[Stored data entries]
------------

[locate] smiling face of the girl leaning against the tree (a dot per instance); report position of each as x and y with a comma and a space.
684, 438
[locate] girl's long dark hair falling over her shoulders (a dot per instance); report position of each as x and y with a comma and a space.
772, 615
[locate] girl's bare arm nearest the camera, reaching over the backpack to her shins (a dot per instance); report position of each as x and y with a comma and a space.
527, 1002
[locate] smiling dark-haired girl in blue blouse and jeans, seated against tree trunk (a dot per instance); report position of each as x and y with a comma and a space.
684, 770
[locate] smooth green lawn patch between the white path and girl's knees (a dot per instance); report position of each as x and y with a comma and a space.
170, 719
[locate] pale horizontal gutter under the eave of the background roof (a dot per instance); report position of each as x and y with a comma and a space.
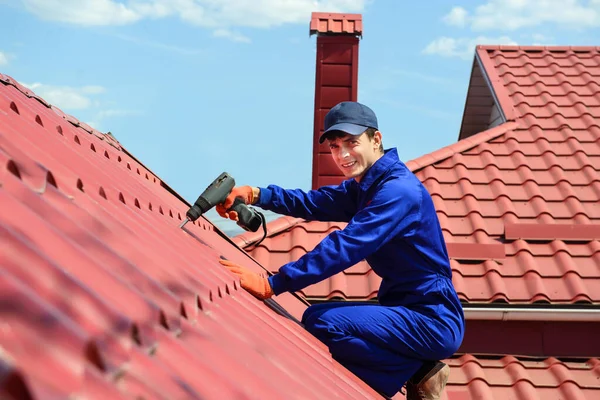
532, 314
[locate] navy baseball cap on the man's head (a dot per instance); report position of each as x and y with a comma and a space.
350, 117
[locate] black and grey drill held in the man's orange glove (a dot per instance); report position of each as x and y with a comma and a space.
216, 193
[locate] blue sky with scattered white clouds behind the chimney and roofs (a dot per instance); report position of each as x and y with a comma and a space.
196, 87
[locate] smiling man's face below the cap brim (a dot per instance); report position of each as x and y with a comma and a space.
354, 155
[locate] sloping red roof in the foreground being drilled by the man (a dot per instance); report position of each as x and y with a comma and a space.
99, 285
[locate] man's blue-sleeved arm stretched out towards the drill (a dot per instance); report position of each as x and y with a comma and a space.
328, 203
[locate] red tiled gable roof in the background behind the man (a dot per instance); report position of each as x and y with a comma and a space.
518, 202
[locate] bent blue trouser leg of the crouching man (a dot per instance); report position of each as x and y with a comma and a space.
384, 346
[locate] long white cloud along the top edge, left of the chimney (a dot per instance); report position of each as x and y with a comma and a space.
214, 14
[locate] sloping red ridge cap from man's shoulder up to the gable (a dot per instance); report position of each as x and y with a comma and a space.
460, 146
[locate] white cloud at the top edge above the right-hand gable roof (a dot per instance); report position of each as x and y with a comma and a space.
515, 14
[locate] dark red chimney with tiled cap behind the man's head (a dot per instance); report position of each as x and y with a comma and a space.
336, 80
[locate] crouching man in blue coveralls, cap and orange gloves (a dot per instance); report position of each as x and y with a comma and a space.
392, 224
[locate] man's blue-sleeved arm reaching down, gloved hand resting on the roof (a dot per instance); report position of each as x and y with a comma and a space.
394, 210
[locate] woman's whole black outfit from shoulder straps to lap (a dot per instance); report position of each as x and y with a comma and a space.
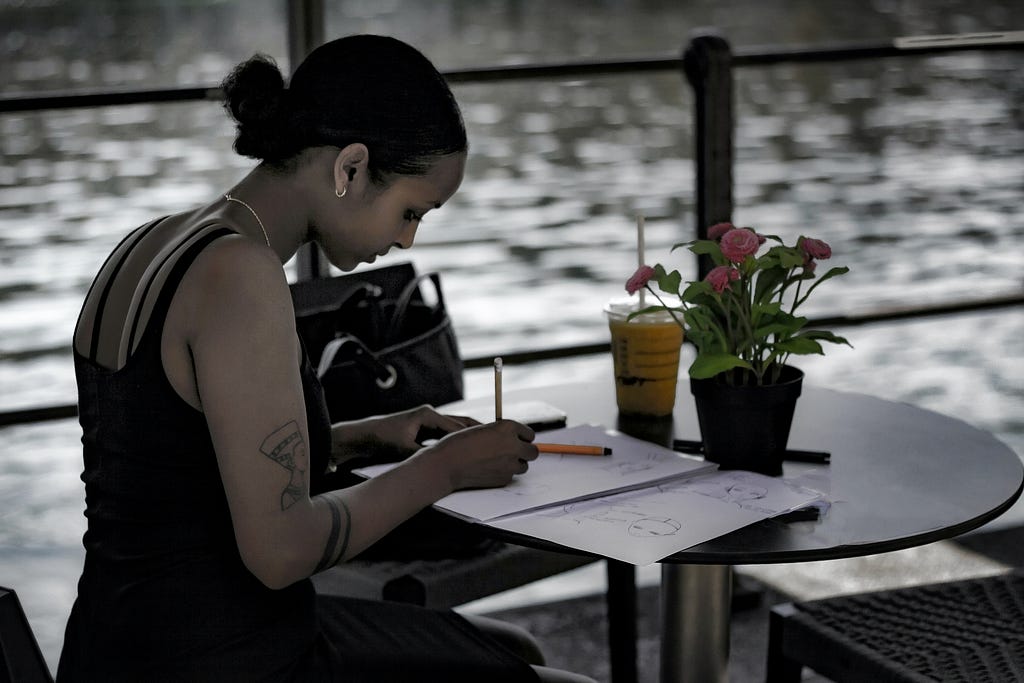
164, 595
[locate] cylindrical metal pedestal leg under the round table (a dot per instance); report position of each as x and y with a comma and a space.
697, 603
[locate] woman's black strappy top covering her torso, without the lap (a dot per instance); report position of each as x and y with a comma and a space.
164, 594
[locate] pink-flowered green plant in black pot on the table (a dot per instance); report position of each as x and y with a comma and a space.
743, 321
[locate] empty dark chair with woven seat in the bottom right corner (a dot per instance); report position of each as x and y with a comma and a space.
971, 631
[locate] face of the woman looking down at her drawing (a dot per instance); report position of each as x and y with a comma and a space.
368, 222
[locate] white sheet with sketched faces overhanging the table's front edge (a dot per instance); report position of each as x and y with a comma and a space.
644, 527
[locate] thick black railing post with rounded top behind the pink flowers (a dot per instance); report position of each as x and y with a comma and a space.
708, 66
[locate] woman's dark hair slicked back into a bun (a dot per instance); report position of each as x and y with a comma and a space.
370, 90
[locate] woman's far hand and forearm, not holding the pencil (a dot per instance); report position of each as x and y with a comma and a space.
395, 437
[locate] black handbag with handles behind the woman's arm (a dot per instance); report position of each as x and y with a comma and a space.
378, 345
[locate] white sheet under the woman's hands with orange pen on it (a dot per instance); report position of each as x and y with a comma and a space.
557, 479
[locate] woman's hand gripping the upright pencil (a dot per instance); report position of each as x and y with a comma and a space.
485, 456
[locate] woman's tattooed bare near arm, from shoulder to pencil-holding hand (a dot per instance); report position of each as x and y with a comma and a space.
241, 335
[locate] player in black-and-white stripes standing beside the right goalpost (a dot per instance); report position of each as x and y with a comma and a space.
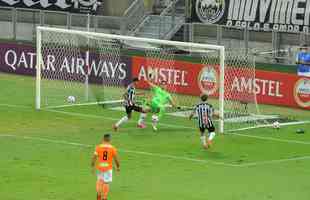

------------

◆ What the task asks:
Wherever a picture appears in the data, please drop it and retype the rest exactly.

◆ Worked solution:
[locate] smiling face of the girl leaning against the tree (a dot per instance); report position of each as x and y with a comma and a space.
684, 438
[locate] girl's long dark hair falling over her shoulders (a dot per instance); report position of each as x and y with a comma and a space.
772, 615
[locate] girl's bare arm nearest the camera, reaching over the backpack to her shins (a dot per instance); report position of each as x and y with a comma and a space.
527, 1002
[locate] smiling dark-haired girl in blue blouse and jeans, seated against tree trunk (a dot per instance); report position of each as x and y with a comma and a space.
684, 770
[locate] smooth green lawn patch between the white path and girl's knees (a dot per instance); report position of each as x and y with a comma and a space.
170, 719
[locate] pale horizontal gutter under the eave of the background roof (a dot per instance); report position of each as x and y with a comma and a space.
532, 314
[locate] navy baseball cap on the man's head (a dot per instance); report position of each as x and y with a comma and a space.
350, 117
[locate] black and grey drill held in the man's orange glove (a dot per instance); report position of each as x and y with a comma and a space.
216, 193
[locate] blue sky with scattered white clouds behind the chimney and roofs (a dot per instance); report position of each as x and y with a comma and a space.
196, 87
[locate] smiling man's face below the cap brim (a dot per instance); report position of each as x and y with a comma and a space.
354, 155
[locate] sloping red roof in the foreground being drilled by the man (a dot per instance); report position of each as x and y with a comma and a space.
99, 285
[locate] man's blue-sleeved arm stretched out towards the drill (a dot per instance); report position of each as x and y with a comma and a space.
328, 203
[locate] red tiled gable roof in the background behind the man (a dot per instance); report position of each as x and y with a comma and a space.
518, 202
[locate] bent blue trouser leg of the crouching man (a dot per instance); report position of each as x and y with a comma and a space.
384, 346
[locate] long white cloud along the top edge, left of the chimney (a dot per instance); report position of each as x and y with a comma and a space.
214, 14
[locate] sloping red ridge cap from man's shoulder up to the gable (a dot per instance); report position of each as x and y with a comma and a space.
460, 146
[locate] white cloud at the top edge above the right-hand gable roof (a dot per instance); report position of each as x and y with a comma and a space.
515, 14
[locate] dark red chimney with tiled cap behind the man's head (a dot per instance); report position of each as x and y with a comma and a space.
336, 80
[locate] crouching man in blue coveralls, cap and orange gloves (a dot per instance); report position of each as x and y with a comma and a space.
392, 224
[locate] man's blue-sleeved arm reaching down, gloved hand resting on the roof (a dot per instance); report position of each as x and y with a comma and a space.
394, 210
[locate] woman's whole black outfit from shoulder straps to lap (a dot per instance); report position of each as x and y with a comma and a space.
164, 595
[locate] cylindrical metal pedestal leg under the round table (a dot per instance); report position of each as x and y with a comma and a space.
697, 603
[locate] woman's black strappy top covering her torso, without the lap (a dot per instance); report position of each as x and y with a comma and a space.
164, 594
[locate] pink-flowered green plant in black pot on the table (a dot per instance); report position of each as x and y with a comma and a space.
743, 321
[locate] empty dark chair with woven seat in the bottom right corner (a dot per instance); report position of each as x and y with a comma and a space.
971, 631
[locate] face of the woman looking down at her drawing (a dot per instance); report position of each as x and y with a comma and a space.
368, 222
[locate] white sheet with sketched faces overhanging the table's front edge (a dot per instance); report position of each as x and y with a comma and a space.
644, 527
[locate] thick black railing post with rounded top behind the pink flowers (a dot per instance); report position of each as x and y with a comma and a space.
708, 66
[locate] woman's dark hair slicked back into a bun (a dot per instance); report position of each as x and y with a comma and a space.
370, 90
[locate] woman's far hand and forearm, not holding the pencil (a dot per instance); report position of each as x and y with a comma and a space.
395, 437
[locate] black handbag with handles behind the woman's arm (a dot per instance); report position of each as x and y with a comma and a space.
378, 345
[locate] white sheet under the woman's hands with orange pen on it (a dot per instance); report position of each as x and y with a comma and a space.
557, 479
[locate] woman's hand gripping the upright pencil (a dot per instance); report position of each as x and y with a comma and a space.
485, 456
[locate] woman's tattooed bare near arm, from shoulder to pencil-holding hand (a dot per instance); report position of each as x and y with a comma and a space.
241, 335
[locate] player in black-and-white stripes standing beside the right goalpost (a dot per instance); report position of each as x and y with a comma and a space.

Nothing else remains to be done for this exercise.